• **EXERCISE DETAILS**:
Reproduce the records below line for line, changing nothing.

-*-*-

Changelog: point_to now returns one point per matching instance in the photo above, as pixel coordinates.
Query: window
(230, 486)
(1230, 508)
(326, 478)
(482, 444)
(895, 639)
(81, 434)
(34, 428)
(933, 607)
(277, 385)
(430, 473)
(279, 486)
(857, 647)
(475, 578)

-*-*-

• **RESPONSE BELOW**:
Changelog: point_to now returns one point per matching instance in the photo above, as pixel coordinates.
Query: window
(230, 486)
(1230, 508)
(326, 478)
(482, 444)
(895, 639)
(81, 434)
(34, 428)
(933, 607)
(277, 385)
(430, 473)
(279, 486)
(857, 647)
(475, 578)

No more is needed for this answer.